[RsR] robust cov for n/2 < p < n ~ 1000?

Nicholas Lewin-Koh n|kko @end|ng |rom h@||m@||@net
Fri Feb 2 14:06:52 CET 2007


Hi,
At risk of exposing my extreme ignorance of the subtleties of robust
methods,
something I have been wondering about is the difference between robust
estimators
and penalized or regularized estimators. For covariance estimation p>>n
the 
estimators proposed by Ledoit and Wolfe bC + (1-b)T, C being the moment
or mle estimator
and T being the shrinkage target, seem to work quite well in many
problems,
eg PCA, discriminant analysis, and factor analysis. These estimators are
biased
of course, but the gain in efficiency is large. If the target is the
identity
matrix, or some other fixed matrix, wouldn't that have a similar effect
to what a robust
estimator is doing, moderating the effect of extreme or unusual values
that make the standard estimators
unstable. The package corpcor has an implementation for the identity
target that is easy to modify
for other targets. 

Regards
Nicholas


> ------------------------------
> 
> Message: 2
> Date: Thu, 1 Feb 2007 19:22:28 +0100
> From: Martin Maechler <maechler using stat.math.ethz.ch>
> Subject: [RsR] robust cov for   n/2 < p < n ~ 1000?

**REQUIREMENTS**
[A] Could you retype the whole mailing-list post on robust covariance estimation, character for character?
[B] Could you echo the lines of the records from the line containing "Task: where can the broken" through the line containing "x=177, y=558", both included, and nothing else?

**DATASET RECORDS**
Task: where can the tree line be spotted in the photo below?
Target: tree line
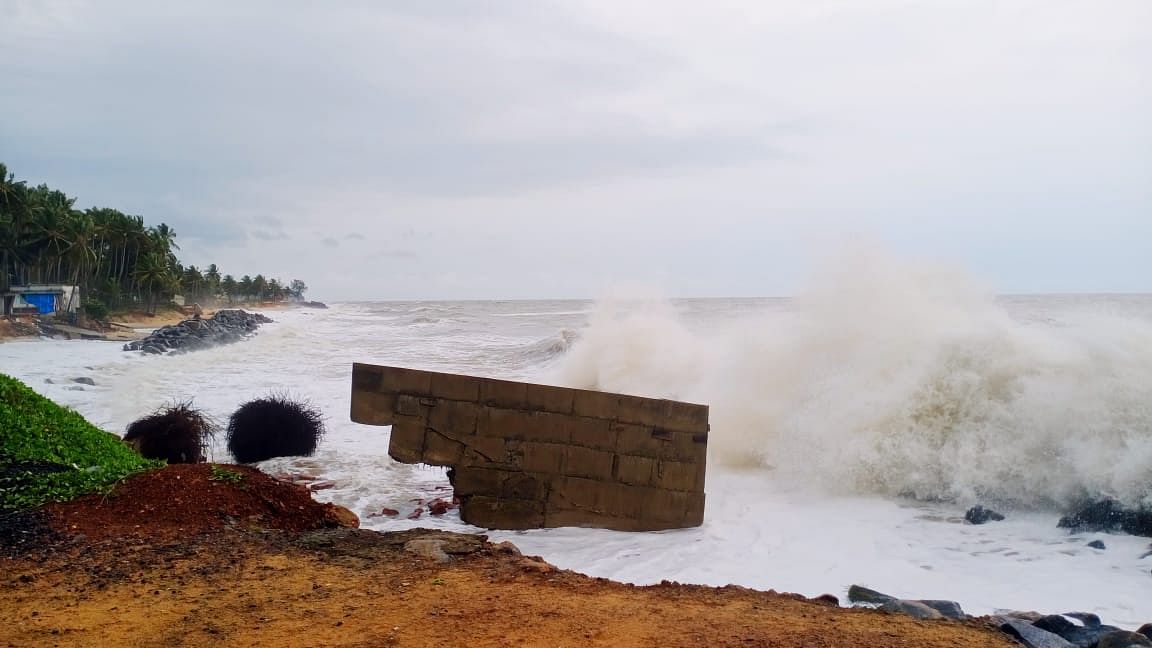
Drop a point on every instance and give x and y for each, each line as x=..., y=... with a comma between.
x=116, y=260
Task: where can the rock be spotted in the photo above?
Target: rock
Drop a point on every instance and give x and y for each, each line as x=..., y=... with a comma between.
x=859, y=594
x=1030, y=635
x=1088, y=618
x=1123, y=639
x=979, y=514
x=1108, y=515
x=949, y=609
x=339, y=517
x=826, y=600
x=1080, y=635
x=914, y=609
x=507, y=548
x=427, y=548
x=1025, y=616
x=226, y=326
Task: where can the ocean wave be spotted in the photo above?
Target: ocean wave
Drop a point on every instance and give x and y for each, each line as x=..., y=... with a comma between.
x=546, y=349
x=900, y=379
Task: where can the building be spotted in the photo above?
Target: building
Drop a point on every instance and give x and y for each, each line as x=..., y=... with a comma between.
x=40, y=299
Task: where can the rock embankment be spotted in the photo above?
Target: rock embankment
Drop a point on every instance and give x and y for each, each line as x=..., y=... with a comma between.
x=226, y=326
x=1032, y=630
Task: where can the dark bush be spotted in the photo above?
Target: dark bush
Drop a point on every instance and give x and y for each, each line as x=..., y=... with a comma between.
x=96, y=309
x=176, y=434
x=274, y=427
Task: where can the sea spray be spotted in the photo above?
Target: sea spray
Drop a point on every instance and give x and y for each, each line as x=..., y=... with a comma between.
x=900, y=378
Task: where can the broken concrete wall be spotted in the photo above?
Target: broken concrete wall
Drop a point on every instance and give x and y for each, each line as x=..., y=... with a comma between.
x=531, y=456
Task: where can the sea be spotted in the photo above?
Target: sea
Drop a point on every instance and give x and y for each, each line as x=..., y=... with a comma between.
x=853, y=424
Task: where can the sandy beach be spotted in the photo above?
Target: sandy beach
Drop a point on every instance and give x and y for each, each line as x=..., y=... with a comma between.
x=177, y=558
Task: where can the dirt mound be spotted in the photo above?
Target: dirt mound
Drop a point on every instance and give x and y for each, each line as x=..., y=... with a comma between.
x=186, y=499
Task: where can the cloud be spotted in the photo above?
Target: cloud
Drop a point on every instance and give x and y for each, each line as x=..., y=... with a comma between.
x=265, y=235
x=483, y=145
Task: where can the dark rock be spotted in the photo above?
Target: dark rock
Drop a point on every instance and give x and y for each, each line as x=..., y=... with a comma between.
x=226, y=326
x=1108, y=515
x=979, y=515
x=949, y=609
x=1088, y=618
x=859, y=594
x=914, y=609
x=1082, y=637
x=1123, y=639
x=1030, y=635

**RESPONSES TO THE TASKS**
[A]
[RsR] robust cov for n/2 < p < n ~ 1000?

Nicholas Lewin-Koh n|kko @end|ng |rom h@||m@||@net
Fri Feb 2 14:06:52 CET 2007


Hi,
At risk of exposing my extreme ignorance of the subtleties of robust
methods,
something I have been wondering about is the difference between robust
estimators
and penalized or regularized estimators. For covariance estimation p>>n
the 
estimators proposed by Ledoit and Wolfe bC + (1-b)T, C being the moment
or mle estimator
and T being the shrinkage target, seem to work quite well in many
problems,
eg PCA, discriminant analysis, and factor analysis. These estimators are
biased
of course, but the gain in efficiency is large. If the target is the
identity
matrix, or some other fixed matrix, wouldn't that have a similar effect
to what a robust
estimator is doing, moderating the effect of extreme or unusual values
that make the standard estimators
unstable. The package corpcor has an implementation for the identity
target that is easy to modify
for other targets. 

Regards
Nicholas


> ------------------------------
> 
> Message: 2
> Date: Thu, 1 Feb 2007 19:22:28 +0100
> From: Martin Maechler <maechler using stat.math.ethz.ch>
> Subject: [RsR] robust cov for   n/2 < p < n ~ 1000?

[B]
Task: where can the broken concrete wall be spotted in the photo above?
Target: broken concrete wall
Drop a point on every instance and give x and y for each, each line as x=..., y=... with a comma between.
x=531, y=456
Task: where can the sea be spotted in the photo above?
Target: sea
Drop a point on every instance and give x and y for each, each line as x=..., y=... with a comma between.
x=853, y=424
Task: where can the sandy beach be spotted in the photo above?
Target: sandy beach
Drop a point on every instance and give x and y for each, each line as x=..., y=... with a comma between.
x=177, y=558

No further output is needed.